# Exercise directions
Lay out, as a Markdown table with the columns Number and Line, the rows from the one containing "rocks for player-tracking calibration." to the one containing "[0,127,925,331]", both included, skipping blank lines.

# Extracted data
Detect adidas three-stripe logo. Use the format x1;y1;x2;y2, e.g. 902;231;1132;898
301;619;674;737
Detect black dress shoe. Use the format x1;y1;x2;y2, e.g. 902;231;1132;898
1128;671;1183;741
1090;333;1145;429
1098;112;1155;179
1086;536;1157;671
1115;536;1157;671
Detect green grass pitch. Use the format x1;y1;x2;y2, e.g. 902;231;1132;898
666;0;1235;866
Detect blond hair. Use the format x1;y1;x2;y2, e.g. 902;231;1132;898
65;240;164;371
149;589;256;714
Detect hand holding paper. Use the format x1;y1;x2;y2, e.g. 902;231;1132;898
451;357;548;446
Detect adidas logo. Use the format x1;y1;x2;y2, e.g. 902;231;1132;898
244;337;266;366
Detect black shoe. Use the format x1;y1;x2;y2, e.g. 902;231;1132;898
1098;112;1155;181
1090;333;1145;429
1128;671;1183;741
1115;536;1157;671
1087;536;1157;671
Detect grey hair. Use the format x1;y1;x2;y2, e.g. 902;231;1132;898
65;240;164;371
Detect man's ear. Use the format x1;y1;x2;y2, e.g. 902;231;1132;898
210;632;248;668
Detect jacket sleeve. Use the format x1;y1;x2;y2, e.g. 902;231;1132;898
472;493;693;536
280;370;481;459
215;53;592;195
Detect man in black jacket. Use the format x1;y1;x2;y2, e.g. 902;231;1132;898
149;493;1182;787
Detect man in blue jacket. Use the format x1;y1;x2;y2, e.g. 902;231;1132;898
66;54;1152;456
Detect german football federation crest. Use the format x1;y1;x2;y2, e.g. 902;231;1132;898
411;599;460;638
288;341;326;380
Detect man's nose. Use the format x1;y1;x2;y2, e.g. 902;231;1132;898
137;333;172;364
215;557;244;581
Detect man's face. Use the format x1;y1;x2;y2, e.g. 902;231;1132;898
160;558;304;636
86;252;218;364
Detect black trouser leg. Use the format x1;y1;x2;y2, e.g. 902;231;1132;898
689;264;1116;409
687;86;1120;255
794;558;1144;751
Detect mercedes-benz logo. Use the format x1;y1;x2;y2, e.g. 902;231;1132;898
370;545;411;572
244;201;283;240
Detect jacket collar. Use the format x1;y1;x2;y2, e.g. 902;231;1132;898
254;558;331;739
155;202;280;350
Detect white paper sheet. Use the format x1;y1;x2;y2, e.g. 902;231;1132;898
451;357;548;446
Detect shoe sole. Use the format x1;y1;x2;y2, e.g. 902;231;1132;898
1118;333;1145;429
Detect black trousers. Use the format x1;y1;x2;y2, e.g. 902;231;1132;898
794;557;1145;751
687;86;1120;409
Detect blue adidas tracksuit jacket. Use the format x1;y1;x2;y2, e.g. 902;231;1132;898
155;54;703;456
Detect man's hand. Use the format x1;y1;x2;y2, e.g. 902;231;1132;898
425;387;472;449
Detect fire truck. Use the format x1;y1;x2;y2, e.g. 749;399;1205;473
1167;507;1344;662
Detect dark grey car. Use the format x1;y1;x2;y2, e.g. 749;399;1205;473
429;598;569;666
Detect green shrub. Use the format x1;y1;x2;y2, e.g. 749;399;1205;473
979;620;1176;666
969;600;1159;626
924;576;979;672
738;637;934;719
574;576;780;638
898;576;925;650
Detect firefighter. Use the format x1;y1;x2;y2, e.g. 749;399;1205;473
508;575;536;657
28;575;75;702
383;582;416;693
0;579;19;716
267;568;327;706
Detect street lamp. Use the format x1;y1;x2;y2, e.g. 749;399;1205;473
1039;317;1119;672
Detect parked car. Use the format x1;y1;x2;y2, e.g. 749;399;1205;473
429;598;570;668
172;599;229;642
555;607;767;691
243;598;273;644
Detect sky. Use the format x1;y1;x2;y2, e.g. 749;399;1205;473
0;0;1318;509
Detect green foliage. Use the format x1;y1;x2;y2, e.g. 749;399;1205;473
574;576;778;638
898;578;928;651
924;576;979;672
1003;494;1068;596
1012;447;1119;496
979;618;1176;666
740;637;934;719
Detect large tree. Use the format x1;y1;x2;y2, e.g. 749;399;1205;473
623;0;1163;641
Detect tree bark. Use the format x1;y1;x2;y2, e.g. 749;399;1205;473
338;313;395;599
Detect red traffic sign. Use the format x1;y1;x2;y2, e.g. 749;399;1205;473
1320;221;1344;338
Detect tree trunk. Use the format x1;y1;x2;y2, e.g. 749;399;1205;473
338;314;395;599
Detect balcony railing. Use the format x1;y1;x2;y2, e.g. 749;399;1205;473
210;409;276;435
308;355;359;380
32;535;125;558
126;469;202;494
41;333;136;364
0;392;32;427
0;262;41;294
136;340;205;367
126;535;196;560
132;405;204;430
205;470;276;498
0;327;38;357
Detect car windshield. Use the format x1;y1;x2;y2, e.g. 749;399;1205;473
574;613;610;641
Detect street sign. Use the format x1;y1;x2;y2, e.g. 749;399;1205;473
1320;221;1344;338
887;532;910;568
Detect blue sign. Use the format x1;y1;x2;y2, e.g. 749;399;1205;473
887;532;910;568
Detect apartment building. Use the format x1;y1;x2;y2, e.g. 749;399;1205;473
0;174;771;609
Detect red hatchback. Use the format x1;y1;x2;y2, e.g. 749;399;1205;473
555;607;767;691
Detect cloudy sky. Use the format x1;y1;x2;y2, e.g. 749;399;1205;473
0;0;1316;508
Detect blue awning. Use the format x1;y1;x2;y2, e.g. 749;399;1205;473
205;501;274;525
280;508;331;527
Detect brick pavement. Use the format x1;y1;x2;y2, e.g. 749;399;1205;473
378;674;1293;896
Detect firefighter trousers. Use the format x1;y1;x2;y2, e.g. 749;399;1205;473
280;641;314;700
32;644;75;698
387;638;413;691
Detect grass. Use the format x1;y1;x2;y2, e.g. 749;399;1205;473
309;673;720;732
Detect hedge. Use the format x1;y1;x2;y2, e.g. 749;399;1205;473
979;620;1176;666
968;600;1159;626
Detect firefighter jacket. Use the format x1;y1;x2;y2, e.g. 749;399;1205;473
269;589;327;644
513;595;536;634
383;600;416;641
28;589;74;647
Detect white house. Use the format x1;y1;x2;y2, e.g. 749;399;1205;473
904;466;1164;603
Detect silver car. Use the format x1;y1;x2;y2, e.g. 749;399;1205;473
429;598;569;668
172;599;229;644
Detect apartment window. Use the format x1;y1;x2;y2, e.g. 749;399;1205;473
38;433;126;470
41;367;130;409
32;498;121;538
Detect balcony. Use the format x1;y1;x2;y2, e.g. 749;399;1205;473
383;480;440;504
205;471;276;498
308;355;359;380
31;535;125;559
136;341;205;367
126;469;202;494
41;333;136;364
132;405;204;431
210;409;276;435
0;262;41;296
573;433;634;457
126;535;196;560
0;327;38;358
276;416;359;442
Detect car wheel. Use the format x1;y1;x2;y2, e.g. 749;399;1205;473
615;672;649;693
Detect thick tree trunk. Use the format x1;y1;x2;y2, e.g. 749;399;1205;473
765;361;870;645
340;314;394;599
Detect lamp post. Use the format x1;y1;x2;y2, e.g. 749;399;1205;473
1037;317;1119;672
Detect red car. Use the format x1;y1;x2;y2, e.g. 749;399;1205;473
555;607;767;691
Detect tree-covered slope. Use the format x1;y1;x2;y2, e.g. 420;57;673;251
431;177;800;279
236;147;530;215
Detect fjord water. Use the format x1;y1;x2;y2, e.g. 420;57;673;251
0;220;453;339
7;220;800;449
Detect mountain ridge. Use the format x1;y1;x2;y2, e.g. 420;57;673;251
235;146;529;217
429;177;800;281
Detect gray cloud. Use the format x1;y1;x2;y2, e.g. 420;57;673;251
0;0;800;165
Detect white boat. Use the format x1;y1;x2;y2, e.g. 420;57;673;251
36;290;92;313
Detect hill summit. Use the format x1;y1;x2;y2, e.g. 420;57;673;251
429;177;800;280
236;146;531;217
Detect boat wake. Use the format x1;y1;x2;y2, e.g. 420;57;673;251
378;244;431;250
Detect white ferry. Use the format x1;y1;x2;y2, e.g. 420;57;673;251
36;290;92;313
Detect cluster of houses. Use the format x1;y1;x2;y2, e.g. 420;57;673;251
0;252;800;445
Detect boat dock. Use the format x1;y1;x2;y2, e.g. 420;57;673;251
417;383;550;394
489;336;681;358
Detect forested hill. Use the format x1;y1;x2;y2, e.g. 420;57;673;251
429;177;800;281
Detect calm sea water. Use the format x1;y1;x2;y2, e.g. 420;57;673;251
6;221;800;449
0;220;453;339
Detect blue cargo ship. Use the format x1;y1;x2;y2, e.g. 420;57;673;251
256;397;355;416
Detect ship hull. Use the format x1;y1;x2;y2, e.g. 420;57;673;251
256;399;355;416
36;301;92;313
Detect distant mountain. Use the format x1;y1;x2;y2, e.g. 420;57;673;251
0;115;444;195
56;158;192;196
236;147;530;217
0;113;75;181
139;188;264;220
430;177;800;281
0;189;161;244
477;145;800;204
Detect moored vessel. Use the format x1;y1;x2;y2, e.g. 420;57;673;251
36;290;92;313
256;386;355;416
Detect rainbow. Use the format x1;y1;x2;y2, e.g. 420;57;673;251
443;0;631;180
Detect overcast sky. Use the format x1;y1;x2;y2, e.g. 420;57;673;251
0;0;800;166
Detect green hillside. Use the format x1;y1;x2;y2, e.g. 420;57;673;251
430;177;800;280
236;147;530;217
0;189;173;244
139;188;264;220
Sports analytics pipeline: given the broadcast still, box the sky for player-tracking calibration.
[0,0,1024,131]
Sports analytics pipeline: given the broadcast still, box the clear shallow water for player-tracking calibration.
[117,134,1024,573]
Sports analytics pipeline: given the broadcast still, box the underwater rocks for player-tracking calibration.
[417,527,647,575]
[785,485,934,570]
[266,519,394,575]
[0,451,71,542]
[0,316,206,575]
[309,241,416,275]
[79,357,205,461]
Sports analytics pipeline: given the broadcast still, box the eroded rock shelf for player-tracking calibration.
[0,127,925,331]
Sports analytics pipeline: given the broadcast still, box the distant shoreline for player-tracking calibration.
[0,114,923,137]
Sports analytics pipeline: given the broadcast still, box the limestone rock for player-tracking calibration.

# Result below
| Number | Line |
|---|---|
| 1 | Sports analytics pipeline: given the broadcast still, box the underwater rocks for player-tracking calibration. |
| 2 | [417,527,647,575] |
| 3 | [785,485,934,570] |
| 4 | [266,519,394,575] |
| 5 | [0,451,71,542] |
| 6 | [0,316,206,575] |
| 7 | [309,241,416,275] |
| 8 | [79,357,205,461] |
| 9 | Sports analytics pipeline: given the broadcast still, box the eroded rock shelf for player-tracking calibration. |
| 10 | [0,127,925,331] |